■ **EXERCISE DETAILS**
Say how many lines in the data below contain the word "bright", and give no other text.

■ **EXCERPTED RECORDS**
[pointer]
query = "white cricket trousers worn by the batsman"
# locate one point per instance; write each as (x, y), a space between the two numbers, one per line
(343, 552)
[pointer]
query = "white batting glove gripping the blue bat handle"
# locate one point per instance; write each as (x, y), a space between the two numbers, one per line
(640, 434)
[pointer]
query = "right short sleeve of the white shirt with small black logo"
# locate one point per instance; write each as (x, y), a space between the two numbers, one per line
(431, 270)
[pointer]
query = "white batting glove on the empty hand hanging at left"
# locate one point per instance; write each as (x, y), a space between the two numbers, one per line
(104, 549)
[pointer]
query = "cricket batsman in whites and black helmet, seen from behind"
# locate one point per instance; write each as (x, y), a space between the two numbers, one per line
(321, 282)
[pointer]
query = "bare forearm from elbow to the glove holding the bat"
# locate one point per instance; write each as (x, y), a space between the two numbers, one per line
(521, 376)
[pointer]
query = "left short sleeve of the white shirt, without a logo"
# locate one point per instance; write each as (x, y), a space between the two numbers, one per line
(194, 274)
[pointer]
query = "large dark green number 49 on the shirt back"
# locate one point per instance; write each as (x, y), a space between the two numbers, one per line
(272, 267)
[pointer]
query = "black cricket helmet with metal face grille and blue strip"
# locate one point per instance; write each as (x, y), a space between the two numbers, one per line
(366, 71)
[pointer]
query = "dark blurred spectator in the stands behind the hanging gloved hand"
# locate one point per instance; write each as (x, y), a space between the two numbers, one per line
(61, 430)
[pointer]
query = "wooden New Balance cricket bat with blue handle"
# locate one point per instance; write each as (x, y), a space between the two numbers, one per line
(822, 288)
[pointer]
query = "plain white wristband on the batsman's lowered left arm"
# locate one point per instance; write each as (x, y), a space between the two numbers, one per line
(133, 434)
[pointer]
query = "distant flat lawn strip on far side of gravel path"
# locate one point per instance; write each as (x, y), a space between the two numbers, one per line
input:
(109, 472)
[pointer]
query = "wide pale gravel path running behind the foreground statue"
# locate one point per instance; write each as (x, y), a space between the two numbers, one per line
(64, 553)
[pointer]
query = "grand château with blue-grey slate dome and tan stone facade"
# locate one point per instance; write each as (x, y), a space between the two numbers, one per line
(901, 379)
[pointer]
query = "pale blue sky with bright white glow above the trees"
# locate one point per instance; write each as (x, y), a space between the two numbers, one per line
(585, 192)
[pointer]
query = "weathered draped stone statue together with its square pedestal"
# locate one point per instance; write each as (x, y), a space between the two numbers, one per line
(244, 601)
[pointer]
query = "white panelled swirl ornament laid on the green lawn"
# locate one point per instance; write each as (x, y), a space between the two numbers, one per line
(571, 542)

---

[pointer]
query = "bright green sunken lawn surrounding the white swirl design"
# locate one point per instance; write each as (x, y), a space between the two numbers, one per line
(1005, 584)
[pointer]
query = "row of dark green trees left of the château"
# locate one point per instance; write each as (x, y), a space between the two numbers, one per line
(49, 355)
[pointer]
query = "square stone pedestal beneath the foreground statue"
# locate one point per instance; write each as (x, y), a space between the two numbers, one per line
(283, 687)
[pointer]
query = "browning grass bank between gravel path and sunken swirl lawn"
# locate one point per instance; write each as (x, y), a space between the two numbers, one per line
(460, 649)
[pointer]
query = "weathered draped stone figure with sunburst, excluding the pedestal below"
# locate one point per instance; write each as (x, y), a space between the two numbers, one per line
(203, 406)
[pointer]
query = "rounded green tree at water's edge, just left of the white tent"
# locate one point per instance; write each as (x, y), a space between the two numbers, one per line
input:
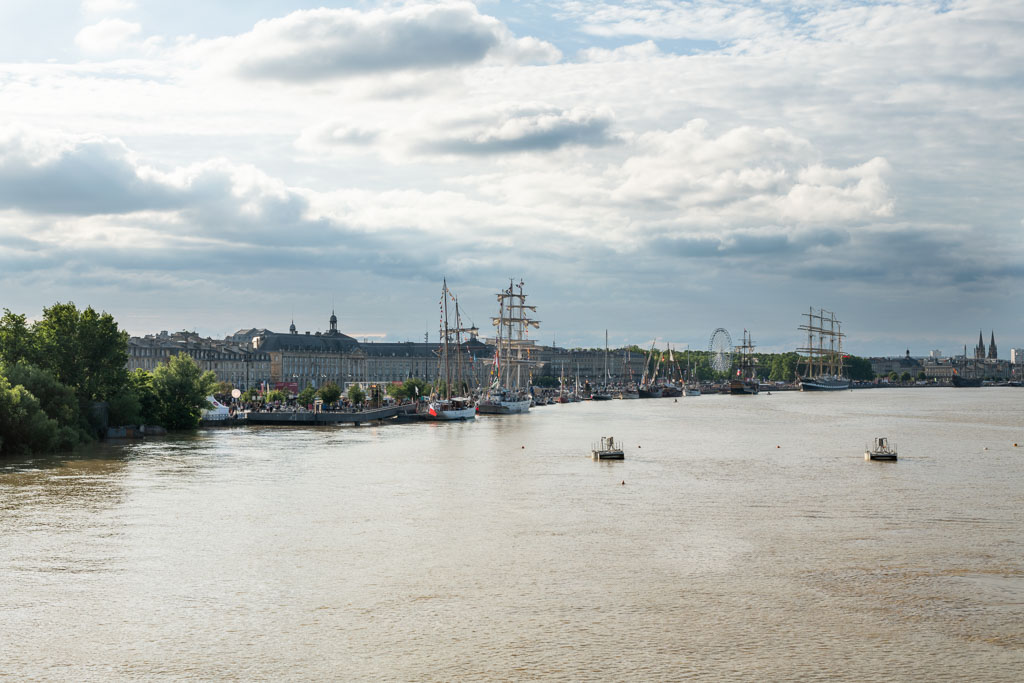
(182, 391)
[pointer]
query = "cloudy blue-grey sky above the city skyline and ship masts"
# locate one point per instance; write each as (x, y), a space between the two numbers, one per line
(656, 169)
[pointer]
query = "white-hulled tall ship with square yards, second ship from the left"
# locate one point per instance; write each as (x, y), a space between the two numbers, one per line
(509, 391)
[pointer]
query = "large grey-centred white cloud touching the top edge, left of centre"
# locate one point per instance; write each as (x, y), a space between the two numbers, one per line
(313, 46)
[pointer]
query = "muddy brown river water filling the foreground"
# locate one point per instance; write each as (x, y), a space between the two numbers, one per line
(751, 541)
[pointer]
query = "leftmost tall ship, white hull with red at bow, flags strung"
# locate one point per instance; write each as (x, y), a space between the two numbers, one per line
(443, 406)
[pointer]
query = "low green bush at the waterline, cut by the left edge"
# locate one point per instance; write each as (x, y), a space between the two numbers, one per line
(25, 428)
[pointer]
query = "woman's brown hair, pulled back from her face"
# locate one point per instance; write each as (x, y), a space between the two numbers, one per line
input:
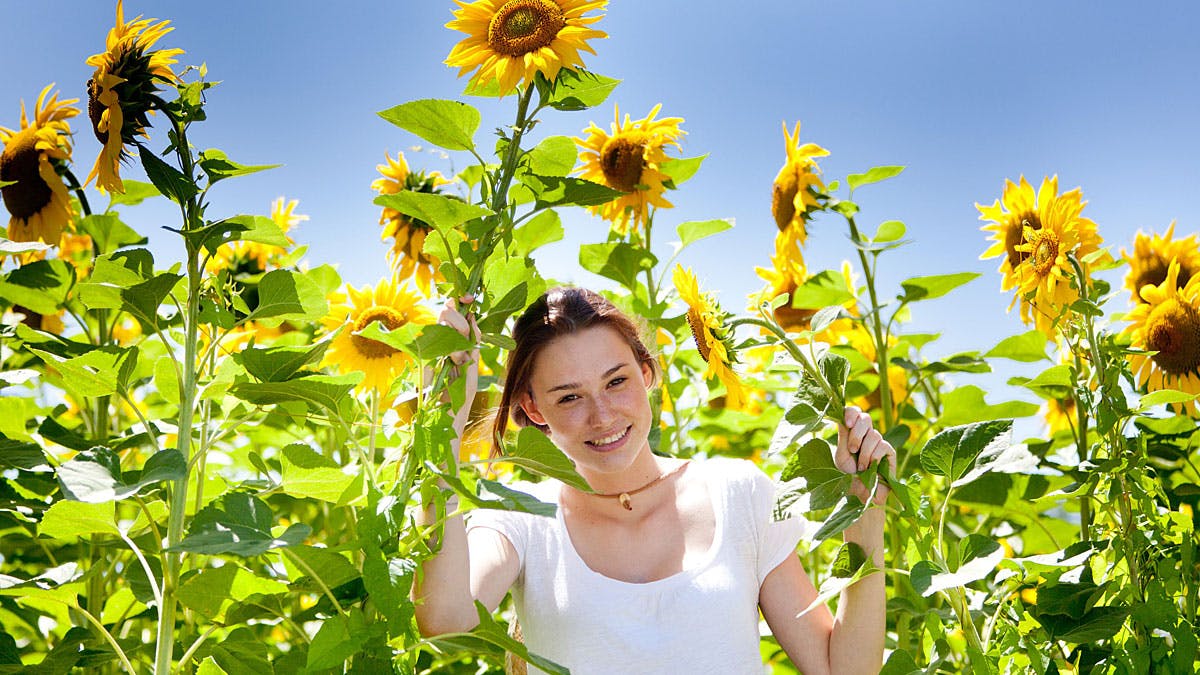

...

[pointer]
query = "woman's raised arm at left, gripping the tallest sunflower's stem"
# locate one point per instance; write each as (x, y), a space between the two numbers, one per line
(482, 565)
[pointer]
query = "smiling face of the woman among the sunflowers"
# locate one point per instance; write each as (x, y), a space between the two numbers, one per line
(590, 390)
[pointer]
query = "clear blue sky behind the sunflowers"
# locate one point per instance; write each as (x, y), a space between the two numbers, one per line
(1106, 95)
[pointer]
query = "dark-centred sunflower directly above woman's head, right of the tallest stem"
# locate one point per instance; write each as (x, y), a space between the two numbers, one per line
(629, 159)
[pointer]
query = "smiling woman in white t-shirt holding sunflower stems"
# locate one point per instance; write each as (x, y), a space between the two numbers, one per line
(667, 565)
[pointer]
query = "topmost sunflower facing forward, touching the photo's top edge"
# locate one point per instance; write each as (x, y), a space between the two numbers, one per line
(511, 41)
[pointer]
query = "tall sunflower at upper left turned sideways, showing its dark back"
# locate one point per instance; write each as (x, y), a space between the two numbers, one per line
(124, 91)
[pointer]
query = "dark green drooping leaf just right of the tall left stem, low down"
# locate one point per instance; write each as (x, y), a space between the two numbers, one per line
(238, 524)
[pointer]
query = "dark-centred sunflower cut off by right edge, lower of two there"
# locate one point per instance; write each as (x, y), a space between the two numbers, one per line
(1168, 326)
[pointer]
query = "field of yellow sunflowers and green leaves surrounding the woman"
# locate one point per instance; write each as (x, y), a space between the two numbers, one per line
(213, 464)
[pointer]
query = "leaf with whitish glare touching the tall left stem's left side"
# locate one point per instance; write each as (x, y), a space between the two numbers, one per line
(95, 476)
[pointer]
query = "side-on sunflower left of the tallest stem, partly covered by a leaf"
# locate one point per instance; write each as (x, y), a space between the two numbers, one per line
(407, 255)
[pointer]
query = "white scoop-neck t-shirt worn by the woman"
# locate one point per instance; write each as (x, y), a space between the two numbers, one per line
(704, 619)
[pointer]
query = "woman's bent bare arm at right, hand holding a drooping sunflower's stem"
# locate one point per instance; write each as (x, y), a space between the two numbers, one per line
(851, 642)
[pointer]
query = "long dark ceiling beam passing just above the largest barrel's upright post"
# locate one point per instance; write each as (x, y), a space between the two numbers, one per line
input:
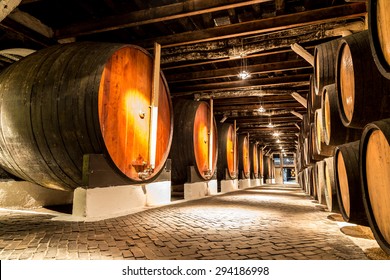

■ **WRITTEN RESPONSE**
2